Rewrite the items from the line with "Guideline: put one point on each instance of the basketball" through the end of the items, both ends included. Keep every request as it is, and offset each x and y coordinate in the answers by adding 128.

-- Record set start --

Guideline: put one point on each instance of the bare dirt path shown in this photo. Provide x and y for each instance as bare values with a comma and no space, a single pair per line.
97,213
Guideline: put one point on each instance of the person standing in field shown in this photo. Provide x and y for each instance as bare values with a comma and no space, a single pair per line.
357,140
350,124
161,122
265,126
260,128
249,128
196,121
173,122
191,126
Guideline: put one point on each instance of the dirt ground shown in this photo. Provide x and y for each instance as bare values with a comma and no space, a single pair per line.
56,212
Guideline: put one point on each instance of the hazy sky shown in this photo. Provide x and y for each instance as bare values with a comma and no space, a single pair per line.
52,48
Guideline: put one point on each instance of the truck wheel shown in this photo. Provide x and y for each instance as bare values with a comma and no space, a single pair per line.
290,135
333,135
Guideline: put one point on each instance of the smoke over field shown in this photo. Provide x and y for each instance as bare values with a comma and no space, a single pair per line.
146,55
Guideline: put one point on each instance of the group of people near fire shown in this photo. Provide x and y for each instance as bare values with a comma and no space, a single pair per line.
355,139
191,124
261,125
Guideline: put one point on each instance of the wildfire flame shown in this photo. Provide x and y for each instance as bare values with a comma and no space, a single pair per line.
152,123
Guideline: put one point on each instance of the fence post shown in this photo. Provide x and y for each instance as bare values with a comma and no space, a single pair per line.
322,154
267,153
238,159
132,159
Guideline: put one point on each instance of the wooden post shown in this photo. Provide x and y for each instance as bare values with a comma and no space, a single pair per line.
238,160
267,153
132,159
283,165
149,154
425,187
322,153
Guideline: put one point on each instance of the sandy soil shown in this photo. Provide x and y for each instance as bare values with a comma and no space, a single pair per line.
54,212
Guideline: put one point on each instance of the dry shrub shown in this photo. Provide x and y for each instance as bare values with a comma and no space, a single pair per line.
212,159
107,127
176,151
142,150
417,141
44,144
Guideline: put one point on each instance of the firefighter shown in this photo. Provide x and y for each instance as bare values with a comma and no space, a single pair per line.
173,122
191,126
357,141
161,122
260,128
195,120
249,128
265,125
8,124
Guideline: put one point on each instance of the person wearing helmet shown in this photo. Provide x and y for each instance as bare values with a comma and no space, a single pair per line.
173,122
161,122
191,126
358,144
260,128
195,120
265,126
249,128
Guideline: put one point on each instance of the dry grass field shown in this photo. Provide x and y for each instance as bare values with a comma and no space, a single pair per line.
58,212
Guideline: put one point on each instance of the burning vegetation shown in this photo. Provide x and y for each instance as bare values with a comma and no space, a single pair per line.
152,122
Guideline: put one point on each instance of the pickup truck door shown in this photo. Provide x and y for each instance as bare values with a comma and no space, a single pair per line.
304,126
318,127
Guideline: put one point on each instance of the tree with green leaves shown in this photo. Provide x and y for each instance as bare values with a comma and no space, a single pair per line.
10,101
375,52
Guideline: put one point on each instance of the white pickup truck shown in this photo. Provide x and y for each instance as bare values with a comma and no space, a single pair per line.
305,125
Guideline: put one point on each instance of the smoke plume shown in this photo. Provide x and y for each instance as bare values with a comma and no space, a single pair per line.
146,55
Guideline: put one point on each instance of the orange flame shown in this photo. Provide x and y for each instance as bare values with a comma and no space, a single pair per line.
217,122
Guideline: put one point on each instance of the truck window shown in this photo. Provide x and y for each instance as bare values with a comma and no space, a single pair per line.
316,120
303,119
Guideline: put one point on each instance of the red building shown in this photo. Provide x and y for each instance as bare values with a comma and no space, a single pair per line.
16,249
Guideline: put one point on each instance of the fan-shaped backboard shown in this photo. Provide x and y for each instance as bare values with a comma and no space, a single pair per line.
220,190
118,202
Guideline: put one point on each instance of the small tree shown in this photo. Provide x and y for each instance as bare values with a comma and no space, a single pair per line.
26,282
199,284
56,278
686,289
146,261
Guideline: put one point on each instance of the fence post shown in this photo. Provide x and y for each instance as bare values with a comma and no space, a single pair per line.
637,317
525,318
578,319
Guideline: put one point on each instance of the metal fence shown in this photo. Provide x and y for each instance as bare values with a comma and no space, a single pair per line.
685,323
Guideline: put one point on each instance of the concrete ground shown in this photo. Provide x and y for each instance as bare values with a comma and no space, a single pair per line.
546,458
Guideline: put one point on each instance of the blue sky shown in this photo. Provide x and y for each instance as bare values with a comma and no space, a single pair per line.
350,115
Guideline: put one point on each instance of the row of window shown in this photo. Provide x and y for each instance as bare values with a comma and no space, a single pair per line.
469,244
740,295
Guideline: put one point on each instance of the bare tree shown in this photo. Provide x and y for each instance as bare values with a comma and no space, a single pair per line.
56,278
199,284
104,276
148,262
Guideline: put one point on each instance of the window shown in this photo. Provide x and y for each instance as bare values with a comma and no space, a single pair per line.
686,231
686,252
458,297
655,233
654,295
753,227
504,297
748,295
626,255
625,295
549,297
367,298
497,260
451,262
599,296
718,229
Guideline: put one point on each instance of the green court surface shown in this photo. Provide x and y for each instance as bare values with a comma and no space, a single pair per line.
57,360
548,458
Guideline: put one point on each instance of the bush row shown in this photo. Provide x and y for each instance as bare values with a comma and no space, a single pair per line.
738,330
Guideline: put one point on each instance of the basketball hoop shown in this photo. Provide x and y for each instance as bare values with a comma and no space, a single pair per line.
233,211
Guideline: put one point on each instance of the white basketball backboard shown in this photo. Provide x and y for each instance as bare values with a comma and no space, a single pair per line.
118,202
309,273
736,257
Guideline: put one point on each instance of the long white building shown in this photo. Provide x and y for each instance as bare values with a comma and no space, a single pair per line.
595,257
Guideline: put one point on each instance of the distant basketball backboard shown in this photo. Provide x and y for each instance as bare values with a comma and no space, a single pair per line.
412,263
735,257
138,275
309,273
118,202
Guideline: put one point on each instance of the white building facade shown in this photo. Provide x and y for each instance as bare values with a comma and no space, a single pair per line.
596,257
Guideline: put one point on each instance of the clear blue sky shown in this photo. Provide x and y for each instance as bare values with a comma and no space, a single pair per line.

-- Record set end --

Answer:
Guideline: put one point on each instance of the basketball hoop shown in this photo. Provide x and y for each instance as bare values with a comma and no space, a single pair per line.
361,339
Guideline: put one point on each instance of the white basketball backboard shown in this photo. Provide x and y for each instance as bare values with a comma and no space, a single pair per line.
246,330
437,401
864,385
Guideline: put one point on each instance of the long white building shown in this photo. Provide x and y for each instance as bare values with a comma and no space, a single pair per line.
723,385
Guideline: put one point on each instance of the distant basketball backboard shown in this photo. Provide x and y for each instance as bare values with a comma and no space, a single pair per line.
540,391
863,385
266,403
437,401
246,330
Guideline: put one point on each instance of the white building facade shown in this photo. Provide x and y for each instance as bare values with a comma and no space, a single pair per line.
724,385
Guideline: put one point on each instance of the clear blue sky shown in this photo. Provide x and y for each instance as bare values with a comma and no space, a single pair per line.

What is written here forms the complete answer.